[RECORDS Boundary: Start]

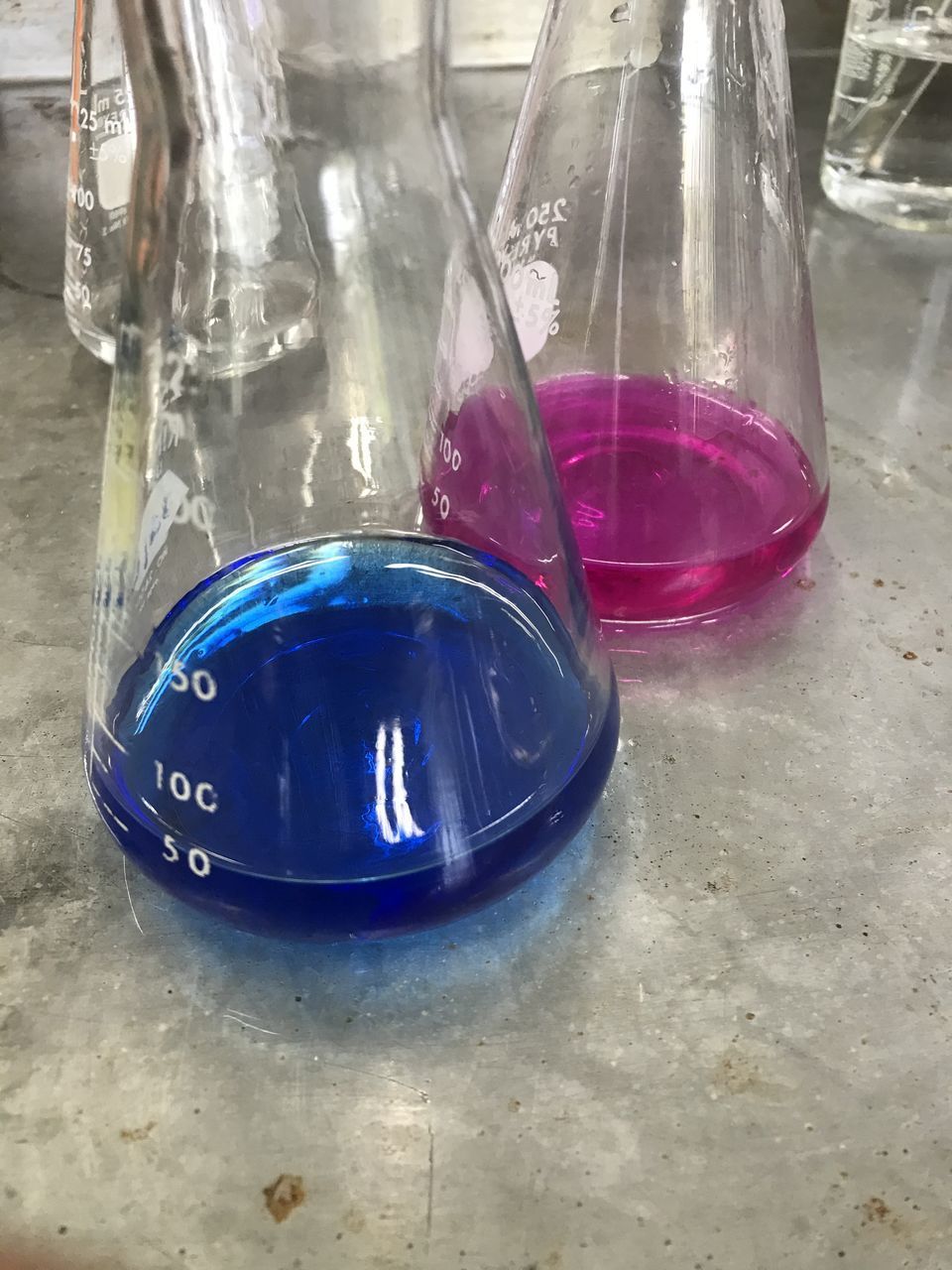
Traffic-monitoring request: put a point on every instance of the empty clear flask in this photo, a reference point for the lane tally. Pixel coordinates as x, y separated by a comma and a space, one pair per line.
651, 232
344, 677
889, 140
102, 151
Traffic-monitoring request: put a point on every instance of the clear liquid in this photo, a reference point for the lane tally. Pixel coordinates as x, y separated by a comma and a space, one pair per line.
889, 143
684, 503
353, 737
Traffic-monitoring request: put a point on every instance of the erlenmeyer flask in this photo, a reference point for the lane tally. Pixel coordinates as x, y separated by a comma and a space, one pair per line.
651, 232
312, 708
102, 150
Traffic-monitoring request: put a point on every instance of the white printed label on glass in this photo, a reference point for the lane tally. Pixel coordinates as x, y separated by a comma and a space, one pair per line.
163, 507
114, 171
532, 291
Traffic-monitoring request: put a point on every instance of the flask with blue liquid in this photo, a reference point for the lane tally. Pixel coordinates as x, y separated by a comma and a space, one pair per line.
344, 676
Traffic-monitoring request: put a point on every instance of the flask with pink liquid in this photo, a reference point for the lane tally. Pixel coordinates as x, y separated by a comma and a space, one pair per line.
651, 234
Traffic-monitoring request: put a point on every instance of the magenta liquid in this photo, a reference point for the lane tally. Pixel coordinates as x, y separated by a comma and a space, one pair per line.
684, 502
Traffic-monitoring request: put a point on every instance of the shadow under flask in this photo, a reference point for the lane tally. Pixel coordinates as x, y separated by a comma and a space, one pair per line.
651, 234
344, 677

[RECORDS Boundary: End]
[RECORDS Boundary: Start]

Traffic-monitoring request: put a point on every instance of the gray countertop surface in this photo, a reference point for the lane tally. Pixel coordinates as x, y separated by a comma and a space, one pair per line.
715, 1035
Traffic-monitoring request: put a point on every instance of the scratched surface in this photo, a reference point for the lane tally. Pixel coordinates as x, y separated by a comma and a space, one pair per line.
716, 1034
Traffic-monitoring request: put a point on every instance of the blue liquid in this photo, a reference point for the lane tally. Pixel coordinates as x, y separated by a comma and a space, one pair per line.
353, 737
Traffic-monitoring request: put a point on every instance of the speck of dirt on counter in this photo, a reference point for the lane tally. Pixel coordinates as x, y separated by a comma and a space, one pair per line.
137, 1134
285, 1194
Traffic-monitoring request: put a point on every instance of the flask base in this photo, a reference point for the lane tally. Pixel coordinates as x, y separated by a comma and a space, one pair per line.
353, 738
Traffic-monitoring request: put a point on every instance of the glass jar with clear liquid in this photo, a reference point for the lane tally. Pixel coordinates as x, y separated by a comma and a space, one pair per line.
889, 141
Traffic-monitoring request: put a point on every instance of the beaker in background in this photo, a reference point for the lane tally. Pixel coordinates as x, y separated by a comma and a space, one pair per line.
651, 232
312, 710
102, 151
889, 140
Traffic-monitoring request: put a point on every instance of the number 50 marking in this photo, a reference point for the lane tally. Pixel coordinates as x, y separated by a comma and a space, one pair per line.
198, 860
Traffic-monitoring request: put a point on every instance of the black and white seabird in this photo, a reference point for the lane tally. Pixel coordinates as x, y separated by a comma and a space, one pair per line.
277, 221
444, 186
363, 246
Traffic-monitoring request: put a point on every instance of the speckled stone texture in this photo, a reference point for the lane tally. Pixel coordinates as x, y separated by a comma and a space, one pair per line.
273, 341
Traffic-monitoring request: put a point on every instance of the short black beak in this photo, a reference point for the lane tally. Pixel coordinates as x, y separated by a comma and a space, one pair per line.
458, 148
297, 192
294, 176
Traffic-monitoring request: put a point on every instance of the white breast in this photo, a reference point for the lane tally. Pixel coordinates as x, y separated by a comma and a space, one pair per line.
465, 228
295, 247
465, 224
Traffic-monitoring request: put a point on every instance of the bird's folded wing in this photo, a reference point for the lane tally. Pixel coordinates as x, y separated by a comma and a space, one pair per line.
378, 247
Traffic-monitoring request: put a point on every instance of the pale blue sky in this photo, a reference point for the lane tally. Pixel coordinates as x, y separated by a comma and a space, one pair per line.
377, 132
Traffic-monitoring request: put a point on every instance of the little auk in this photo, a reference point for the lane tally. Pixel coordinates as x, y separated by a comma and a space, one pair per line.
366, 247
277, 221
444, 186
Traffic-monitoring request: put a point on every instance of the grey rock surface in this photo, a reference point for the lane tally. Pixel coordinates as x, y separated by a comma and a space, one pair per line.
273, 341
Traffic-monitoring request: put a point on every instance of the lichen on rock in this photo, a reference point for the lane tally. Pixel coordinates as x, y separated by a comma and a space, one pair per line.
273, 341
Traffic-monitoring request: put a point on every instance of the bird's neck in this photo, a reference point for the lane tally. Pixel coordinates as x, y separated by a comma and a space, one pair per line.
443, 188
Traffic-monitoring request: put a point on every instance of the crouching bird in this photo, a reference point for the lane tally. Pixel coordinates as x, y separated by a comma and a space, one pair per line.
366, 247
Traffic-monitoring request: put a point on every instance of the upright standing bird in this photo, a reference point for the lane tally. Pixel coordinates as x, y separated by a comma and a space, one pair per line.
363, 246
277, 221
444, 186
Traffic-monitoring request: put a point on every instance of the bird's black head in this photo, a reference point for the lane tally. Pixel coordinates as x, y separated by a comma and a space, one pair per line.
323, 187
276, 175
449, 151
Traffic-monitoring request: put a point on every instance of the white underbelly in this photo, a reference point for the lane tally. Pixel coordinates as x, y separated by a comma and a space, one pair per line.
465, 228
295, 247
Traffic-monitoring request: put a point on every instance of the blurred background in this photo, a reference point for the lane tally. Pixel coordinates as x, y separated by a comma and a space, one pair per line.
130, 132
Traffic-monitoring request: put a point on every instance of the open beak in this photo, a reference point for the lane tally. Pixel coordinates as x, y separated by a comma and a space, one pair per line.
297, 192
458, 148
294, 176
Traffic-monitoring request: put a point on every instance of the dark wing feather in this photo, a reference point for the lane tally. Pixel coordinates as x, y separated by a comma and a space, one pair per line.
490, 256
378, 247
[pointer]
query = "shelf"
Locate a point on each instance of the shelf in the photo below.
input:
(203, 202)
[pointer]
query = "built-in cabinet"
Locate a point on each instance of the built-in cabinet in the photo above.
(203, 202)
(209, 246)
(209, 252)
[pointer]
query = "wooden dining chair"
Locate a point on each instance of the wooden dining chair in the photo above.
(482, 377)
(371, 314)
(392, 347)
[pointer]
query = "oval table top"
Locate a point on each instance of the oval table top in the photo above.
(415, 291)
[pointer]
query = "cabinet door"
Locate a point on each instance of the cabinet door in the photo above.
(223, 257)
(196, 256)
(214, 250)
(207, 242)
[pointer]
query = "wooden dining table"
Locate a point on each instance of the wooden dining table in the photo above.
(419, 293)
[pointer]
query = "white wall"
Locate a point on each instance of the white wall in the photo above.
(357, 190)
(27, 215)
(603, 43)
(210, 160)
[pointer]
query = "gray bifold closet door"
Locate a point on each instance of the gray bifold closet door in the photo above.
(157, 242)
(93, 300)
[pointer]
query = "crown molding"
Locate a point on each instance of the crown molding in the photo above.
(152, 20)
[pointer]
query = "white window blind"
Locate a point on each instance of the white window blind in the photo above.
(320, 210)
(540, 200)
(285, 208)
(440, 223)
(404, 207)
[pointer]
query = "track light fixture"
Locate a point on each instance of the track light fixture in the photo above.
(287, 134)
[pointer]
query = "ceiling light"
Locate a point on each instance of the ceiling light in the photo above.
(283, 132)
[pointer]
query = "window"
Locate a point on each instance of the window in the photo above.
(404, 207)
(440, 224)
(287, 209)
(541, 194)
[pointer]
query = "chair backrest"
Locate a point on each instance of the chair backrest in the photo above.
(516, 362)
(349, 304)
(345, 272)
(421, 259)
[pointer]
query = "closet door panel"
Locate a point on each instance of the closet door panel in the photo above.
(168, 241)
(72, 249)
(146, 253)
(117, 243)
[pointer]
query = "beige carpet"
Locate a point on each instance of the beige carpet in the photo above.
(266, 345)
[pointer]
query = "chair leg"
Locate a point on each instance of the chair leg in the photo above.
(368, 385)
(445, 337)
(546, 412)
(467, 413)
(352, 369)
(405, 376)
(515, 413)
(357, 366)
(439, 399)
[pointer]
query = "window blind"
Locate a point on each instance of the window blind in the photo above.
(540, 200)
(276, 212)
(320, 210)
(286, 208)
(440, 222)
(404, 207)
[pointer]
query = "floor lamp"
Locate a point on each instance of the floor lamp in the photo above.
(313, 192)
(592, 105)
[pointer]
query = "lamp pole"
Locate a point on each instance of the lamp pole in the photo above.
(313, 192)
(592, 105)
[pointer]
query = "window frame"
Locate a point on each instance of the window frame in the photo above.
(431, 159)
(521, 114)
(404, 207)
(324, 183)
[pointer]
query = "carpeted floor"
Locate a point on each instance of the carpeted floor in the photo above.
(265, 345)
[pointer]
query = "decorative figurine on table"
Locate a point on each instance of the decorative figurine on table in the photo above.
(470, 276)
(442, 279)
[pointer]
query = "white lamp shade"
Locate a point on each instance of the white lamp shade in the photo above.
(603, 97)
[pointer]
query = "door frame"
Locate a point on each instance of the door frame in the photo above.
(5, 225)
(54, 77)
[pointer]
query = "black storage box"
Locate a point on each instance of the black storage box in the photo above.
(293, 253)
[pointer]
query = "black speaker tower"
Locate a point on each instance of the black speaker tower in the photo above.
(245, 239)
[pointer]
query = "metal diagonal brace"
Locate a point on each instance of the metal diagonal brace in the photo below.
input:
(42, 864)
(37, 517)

[RECORDS Boundary: End]
[RECORDS Boundary: Start]

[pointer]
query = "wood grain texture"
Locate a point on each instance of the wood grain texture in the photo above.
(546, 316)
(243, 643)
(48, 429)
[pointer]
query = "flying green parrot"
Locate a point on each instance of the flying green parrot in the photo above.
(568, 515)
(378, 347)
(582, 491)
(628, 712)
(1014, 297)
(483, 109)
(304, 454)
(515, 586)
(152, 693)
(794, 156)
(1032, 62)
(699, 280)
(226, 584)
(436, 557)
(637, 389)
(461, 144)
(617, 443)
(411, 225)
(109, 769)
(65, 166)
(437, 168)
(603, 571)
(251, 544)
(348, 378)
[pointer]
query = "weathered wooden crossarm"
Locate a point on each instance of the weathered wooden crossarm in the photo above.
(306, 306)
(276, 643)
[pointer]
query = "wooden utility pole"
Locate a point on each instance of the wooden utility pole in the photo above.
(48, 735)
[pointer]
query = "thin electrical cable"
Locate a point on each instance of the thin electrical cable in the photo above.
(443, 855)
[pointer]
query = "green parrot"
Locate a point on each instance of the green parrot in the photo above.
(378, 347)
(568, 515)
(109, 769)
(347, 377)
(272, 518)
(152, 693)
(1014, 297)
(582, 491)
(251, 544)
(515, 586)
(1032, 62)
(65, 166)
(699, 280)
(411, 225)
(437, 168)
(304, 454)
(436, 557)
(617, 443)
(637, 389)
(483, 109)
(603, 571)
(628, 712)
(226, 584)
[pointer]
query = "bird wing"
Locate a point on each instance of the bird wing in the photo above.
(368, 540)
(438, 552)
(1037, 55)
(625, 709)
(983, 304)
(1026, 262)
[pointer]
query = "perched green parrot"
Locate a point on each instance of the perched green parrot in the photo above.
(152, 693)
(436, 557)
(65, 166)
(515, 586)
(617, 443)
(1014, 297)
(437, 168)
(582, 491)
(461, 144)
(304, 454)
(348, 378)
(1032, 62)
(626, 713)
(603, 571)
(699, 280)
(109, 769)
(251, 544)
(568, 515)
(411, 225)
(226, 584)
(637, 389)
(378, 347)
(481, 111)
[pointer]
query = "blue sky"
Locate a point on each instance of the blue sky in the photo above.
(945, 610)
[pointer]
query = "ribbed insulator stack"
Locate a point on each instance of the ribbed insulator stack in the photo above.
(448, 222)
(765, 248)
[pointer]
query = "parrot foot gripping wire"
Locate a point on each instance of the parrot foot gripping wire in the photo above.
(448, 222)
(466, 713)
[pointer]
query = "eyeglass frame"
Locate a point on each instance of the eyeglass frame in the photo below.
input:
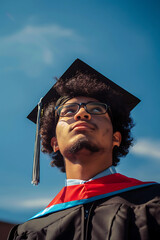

[RECORDS Boundary: End]

WHAT YOU WILL DO
Scan the records above and report every line with the string "metal".

OUTPUT FOR THIS TASK
query = "metal diagonal brace"
Locate a point on each instance of the metal diagonal brace in the photo below.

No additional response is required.